◆ **WHAT YOU HAVE TO DO**: Please turn the stretch from the start of the lines through the line containing "[287,206,302,220]" into a two-column CSV with the headers input and output. Give one row for each text and its answer, with each value in its own quoted field and any line breaks replaced by spaces.

◆ **EXERCISE INPUTS**:
** start **
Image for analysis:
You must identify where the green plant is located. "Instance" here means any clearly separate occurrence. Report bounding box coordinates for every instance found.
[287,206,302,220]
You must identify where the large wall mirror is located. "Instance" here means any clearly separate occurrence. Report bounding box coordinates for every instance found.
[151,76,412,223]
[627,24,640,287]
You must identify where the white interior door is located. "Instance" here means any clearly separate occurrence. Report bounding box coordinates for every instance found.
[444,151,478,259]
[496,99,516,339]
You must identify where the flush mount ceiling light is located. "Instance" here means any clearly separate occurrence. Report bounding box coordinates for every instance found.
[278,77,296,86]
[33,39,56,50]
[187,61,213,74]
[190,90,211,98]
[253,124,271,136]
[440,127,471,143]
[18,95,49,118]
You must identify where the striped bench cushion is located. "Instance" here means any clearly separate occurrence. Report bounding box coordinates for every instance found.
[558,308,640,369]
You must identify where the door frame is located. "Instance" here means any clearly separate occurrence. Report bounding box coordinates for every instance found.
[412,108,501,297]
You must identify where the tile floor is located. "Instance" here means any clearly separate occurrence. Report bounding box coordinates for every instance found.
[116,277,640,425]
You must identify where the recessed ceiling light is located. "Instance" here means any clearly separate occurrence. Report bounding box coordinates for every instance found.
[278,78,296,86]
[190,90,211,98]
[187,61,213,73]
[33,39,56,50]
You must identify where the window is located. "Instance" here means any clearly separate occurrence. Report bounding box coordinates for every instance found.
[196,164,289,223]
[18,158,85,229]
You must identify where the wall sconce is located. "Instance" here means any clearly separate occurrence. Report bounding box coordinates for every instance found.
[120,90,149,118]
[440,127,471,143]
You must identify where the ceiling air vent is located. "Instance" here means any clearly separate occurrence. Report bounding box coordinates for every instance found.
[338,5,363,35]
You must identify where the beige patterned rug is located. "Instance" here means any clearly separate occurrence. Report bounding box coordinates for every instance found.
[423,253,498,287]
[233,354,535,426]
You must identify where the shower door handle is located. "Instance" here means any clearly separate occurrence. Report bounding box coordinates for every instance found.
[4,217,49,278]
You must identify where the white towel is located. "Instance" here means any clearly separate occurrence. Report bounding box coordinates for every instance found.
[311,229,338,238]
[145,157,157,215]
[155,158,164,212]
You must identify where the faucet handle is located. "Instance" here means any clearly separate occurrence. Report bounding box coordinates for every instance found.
** end **
◆ **COMPLETE ANSWER**:
input,output
"Image for analysis: You must identify where the green plant is located. ""Instance"" here means any clearly separate occurrence. Report bounding box coordinates for every instance found.","[287,206,302,220]"